Extract →
━━━━━━

The New York architect combines respect for the past with a brand's essence in store designs for such luxury names as Dior and Vuitton.

By Reena Jana
Peter Marino

Peter Marino

Photo © Takashi Orii

Peter Marino

Peter Marino

This fall, Marino's luxurious residential project at 170 East End Ave. in New York opens. So far, 80% of the units have sold.

Photo courtesy Peter Marino Architect

Peter Marino
Peter Marino
May 16, 2007
At first, it's easy to mistake the Manhattan office of Peter Marino for an art gallery. The award-winning architect has chosen his sleek, white-walled workplace as the venue to discuss his 10 favorite buildings of all time. His picks include the futuristic, winged Milwaukee Art Museum by Santiago Calatrava, the modernist Seagram Building in New York by Ludwig Mies van der Rohe, and the former Fiat factory in Turin, Italy, which Renzo Piano transformed into an complex of offices, stores, and a hotel.
 
The front entrance of Marino's own offices doesn't have the look or feel of an architect's studio. It features an abstract painting by the German artist Anselm Kiefer, which takes up an entire wall. An antique Indian statue carved from stone is placed nearby. Across from these works of art, the reception area features several boxy, ultra-modern leather chairs, designed by Marino himself. They're Marino's first foray into retail furniture and part of a new collection for the high-end Italian manufacturer Poltrona Frau, which will hit U.S. stores in September.
 
The combination of art and architecture is deliberate. "People say my work is sculptural," Marino says as he enters his private workspace, which has large windows and sweeping views of New York City. "But I think it's painterly." The peripatetic Marino, an avid motorcycle fan decked out this day in black leather pants and a black muscle shirt, isn't one to sit still behind a desk. He moves over to a wall, on which are tacked artful sketches and computer renderings for his most recent projects. These include an entire resort on the island of Anguilla for which he's designing every detail, down to the way the bike and footpaths are laid out. He takes down a printout of a computer rendering of another project and carries it back to his desk.
 

Portrait Painting

"This is a luxury shopping center I'm designing in Calgary," says Marino, pointing to the image on the page. The building's exaggerated rectangular shape is the only clue to the fact that it's, in fact, a mall. The rendering illustrates the layers of stone with which Marino plans to encrust its outer walls and looks more like a stylized interpretation of a high-end shopping center, although it's a literal plan. And when he describes the building site, it's in painterly terms.

━━━━━━

Recorded information →

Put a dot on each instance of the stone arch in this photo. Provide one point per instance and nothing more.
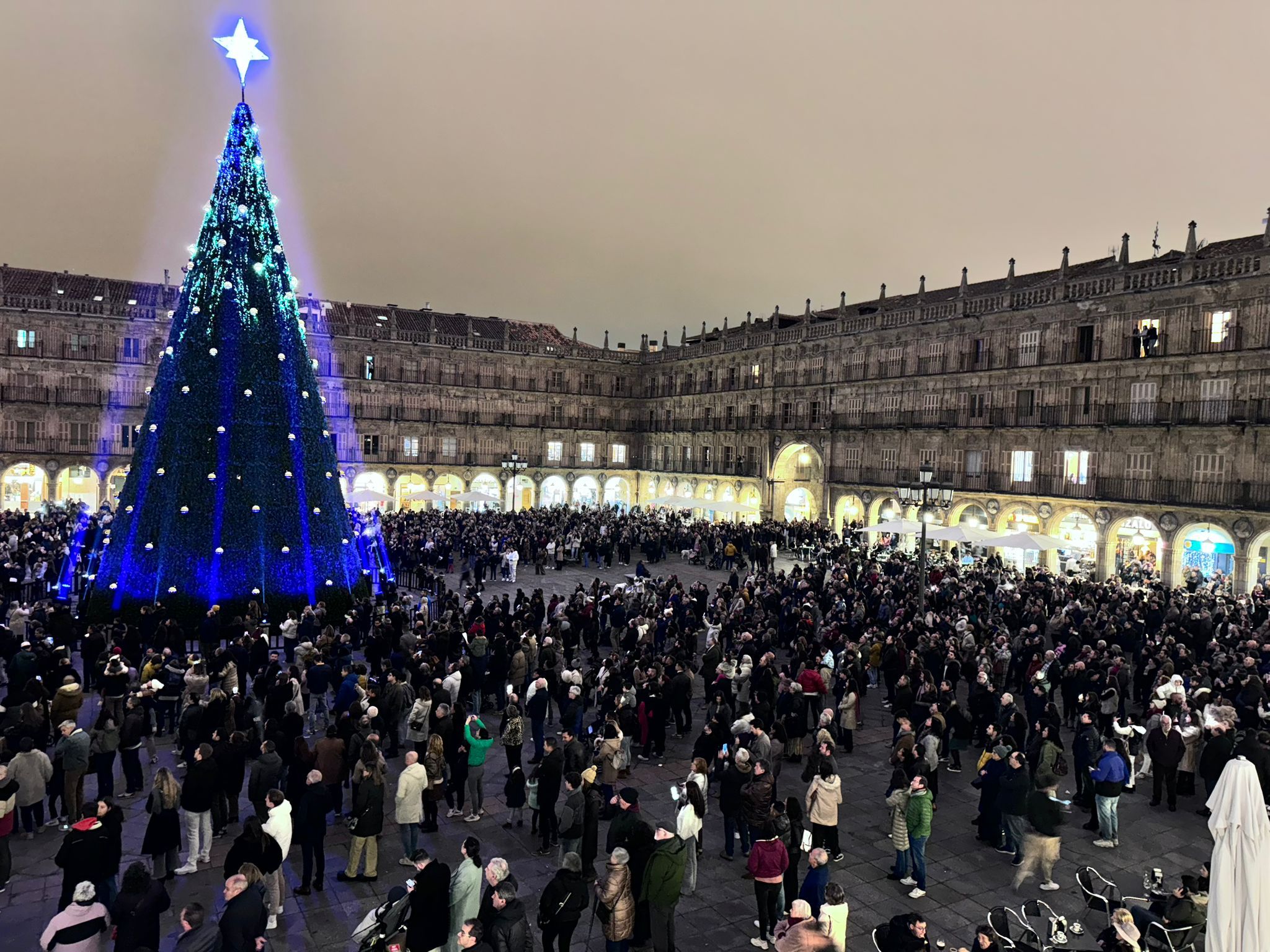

━━━━━━

The exercise → Please pick up the profile of architect Peter Marino after its last sentence and continue it.

Result for this task →
 
"I didn't realize Calgary is so flat. It's like an empty canvas. I was very excited," he recalls. His resulting design, with its subtle yet striking physical reference to the local environment and the area's booming economy, is a 3-D portrait. But first and foremost, it's the latest example of how Marino takes the art of brand building literally.
 
Widely considered the world's leading designer of flagship stores for the most sought-after and enduring luxury brands, from Dior to Vuitton, Marino is known for staying true to these companies' essences, all the while pushing retail design in dramatic new directions.
 
At the Fendi stores that opened in Rome and New York in 2005, for instance, Marino used travertine marble as a design detail throughout the boutiques, a reference to the Eternal City's classic architecture (the Coliseum is made from the same type of stone). Marino cut the heavy material using an industrial machine process to achieve an ultra-contemporary effect of geometric waves.
 

Museum Quality

In his design for Hong Kong's Louis Vuitton flagship (for which he won an American Institute of Architects Honor Award in April), Marino incorporated colorful video projections that are cast on the store's staircase. The projections change hues quickly and theatrically, near window coverings featuring variations of Vuitton's logo turned into decorative patterns.
 
"Luxury retail should be an experience—a unique and memorable experience," says Marino. His view is that consumers paying premium prices for high-end goods should feel their shopping environment matches the quality and distinctiveness of their purchases. It's a marketing strategy that lures in new well-heeled customers who might be drawn to the spectacle of the stores.
 
To achieve this effect, he often collaborates with artists to achieve one-of-a-kind environments.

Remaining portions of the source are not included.